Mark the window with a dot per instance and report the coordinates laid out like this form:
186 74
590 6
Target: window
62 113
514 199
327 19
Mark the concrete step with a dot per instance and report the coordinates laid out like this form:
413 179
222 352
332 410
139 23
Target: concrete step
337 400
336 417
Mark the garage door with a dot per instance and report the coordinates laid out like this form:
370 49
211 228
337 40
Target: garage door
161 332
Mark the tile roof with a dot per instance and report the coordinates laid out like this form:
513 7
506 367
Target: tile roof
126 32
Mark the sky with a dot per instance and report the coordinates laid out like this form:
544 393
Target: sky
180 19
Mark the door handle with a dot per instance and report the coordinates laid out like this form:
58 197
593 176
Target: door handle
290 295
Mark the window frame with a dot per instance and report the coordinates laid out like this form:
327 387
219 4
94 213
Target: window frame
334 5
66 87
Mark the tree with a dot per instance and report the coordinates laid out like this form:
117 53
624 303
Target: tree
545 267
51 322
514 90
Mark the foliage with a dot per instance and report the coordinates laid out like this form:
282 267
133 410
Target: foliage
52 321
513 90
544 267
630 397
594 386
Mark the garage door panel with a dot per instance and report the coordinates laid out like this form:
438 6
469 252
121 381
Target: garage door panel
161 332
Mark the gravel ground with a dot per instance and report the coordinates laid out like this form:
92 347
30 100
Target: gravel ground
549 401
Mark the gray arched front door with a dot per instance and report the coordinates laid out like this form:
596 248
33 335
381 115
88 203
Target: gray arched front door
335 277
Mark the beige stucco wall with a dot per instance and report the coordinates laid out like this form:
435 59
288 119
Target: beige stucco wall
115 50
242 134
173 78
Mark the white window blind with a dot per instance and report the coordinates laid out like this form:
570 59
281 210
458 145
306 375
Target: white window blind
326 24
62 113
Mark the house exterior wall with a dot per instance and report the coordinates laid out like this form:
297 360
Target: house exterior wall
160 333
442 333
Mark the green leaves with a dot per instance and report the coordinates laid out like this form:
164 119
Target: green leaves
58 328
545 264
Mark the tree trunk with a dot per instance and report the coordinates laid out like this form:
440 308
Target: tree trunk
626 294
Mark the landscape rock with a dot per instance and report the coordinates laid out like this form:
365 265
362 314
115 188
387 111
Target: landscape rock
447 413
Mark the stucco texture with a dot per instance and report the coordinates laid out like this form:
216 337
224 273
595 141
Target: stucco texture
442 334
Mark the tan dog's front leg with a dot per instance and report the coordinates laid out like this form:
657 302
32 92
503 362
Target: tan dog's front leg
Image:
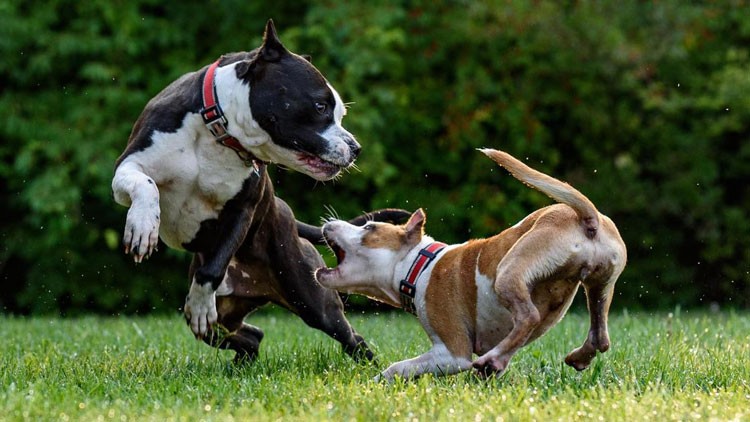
437 361
598 299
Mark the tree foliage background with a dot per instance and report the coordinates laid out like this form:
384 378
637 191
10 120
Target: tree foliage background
643 106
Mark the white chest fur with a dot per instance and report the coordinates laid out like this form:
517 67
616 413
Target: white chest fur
195 176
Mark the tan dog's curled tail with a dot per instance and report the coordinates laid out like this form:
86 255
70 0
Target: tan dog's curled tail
555 189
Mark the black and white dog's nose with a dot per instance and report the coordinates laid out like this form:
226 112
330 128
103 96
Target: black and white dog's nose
354 147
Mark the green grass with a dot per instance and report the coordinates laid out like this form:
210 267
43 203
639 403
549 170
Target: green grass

Task instructions: Rewrite the items from the line containing "Mark the tan dog's front" up to and including the final line of the items, keeping the requests, and shift every coordinate in the answers by adding 26 to each number. Leave the pictures out of your answer.

Answer to this task:
Mark the tan dog's front leg with a dot per instance and report the coordinates laid out like this form:
657 302
32 92
503 362
Target: tan dog's front leg
Image:
463 387
624 325
Mark the tree foliage background with a dot per instance and report the coordinates laid out like this form:
384 378
637 191
10 120
Target: tree foliage background
669 132
Mark the white chest fur with a dot per instance and report the coordinates laid out like this form:
517 67
616 413
Target: white chest fur
221 202
Mark the tan dog's curled tail with a dot per instance and report the coordinates laid out like this form:
86 255
70 0
Target: tan dog's curled tail
581 215
Mark the black and white dog's nose with a dot per instance and report the coordinates laid out like this form:
226 112
330 128
103 96
Target: black and white dog's nose
380 173
Mark the green grass with a dot per instance and report the coordinates laid out like this form:
210 267
43 203
639 403
549 170
Target: green grass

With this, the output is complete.